**DOCUMENT**
--*--
Sun Cluster 3.0-3.1 Hardware Administration Manual for Solaris OS

Chapter 9 Recabling and Replacing Disk Devices

This chapter contains the procedures for recabling and replacing disk devices. This chapter provides the following procedures.

Replacing a Failed Boot Disk

This section contains the procedure about how to replace a failed boot disk.

How to Replace a Failed Boot Disk in a Running Cluster

Use this procedure to replace a failed boot disk that is mirrored and that is on a node in a running cluster. Use this procedure for both Solstice DiskSuite/Solaris Volume Manager and VERITAS Volume Manager. This procedure also assumes that one mirror is available. This procedure defines Node N as the node on which you are replacing the failed boot disk.

If you do not have a mirror that is available, see your Sun Cluster system administration documentation to restore data on the boot disk.

Is Node N up and running?
- If no, skip to Step 5
- If yes, proceed to Step 2

Is your disk drive hot-pluggable?
- If yes, skip to Step 5
- If no, proceed to Step 3

Determine the resource groups and device groups running on Node N.

Record this information because you use this information in Step 6 of this procedure to return resource groups and device groups to these nodes.
# scstat
For more information, see your Sun Cluster system administration documentation.

Move all resource groups and device groups off Node N.
# scswitch -S -h from-node
For more information, see your Sun Cluster system administration documentation.

Replace the failed boot disk by using the procedure that is outlined in your volume manager documentation.

For more information, see your Solstice DiskSuite/Solaris Volume Manager or VERITAS Volume Manager documentation. For the procedure about how to replace a boot disk, see Recovering From Boot Problems in Solaris Volume Manager Administration Guide.

If you moved all resource groups and device groups off Node N in Step 4, return the resource groups and device groups that you identified in Step 3 to Node N.
# scswitch -z -g resource-group -h nodename # scswitch -z -D device-group-name -h nodename
For more information, see your Sun Cluster system administration documentation.

Moving a Disk Cable

You can move a disk cable to a different host adapter on the same bus because of a failed host adapter. However, the best solution is to replace the failed host adapter rather than recable the disk cable to a different host adapter. You might want to move a disk cable to a different host adapter on the same bus to improve performance.

This section provides the following two procedures for moving a disk cable.

Use one of these two procedures to prevent interference with normal operation of your cluster when you want to move a disk cable to a different host adapter on the same bus. If you do not follow these procedures correctly, you might see an error the next time you run the scdidadm -r command or the scgdevs command. If you see an error message that says did reconfiguration discovered invalid diskpath, go to How to Update Sun Cluster Software to Reflect Proper Device Configuration.

How to Move a Disk Cable to a New Host Adapter

Use this procedure to move a disk cable to a new host adapter within a node.

Caution –

Failure to follow this cabling procedure might introduce invalid device IDs and render the devices inaccessible.

Stop all I/O to the affected disk(s).

For more information, see your Solstice DiskSuite/Solaris Volume Manager or VERITAS Volume Manager documentation.

Unplug the cable from the old host adapter.

From the local node, unconfigure all drives that are affected by the recabling.
# cfgadm
Or reboot the local node.
# reboot -- -r

From the local node, update the Solaris device link.
# devfsadm -C

From the local node, update the device ID path.
--*--
Entries drawn from a collection
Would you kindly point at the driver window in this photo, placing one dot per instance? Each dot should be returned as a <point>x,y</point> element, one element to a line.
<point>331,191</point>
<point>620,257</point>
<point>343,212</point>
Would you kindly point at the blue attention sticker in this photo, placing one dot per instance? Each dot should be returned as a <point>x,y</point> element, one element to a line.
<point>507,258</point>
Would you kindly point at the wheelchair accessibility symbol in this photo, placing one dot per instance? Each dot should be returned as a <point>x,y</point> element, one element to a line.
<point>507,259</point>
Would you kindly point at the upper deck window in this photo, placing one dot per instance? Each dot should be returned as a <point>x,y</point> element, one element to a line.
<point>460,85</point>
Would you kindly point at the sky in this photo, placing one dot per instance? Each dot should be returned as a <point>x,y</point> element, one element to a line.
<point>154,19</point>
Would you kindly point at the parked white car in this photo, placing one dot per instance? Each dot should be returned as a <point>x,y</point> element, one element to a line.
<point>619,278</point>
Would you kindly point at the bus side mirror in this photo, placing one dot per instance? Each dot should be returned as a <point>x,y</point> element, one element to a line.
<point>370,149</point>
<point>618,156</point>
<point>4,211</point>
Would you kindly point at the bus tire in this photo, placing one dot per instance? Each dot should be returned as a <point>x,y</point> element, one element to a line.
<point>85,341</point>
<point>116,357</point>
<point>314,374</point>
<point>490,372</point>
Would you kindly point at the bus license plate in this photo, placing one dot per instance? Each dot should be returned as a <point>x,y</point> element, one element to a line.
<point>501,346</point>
--*--
**EXERCISES**
[A] In the Sun Cluster manual, why are you told to record the resource groups and device groups running on Node N before replacing the boot disk?
[B] Print everything in the Sun Cluster manual from "This chapter contains" down to "a failed boot disk.".
These entries are separate material and have nothing to do with the Sun Cluster manual.

**SOLUTIONS BELOW**
[A] You use that information in Step 6 of the procedure to return those resource groups and device groups to the node.

[B]
This chapter contains the procedures for recabling and replacing disk devices. This chapter provides the following procedures.

Replacing a Failed Boot Disk

This section contains the procedure about how to replace a failed boot disk.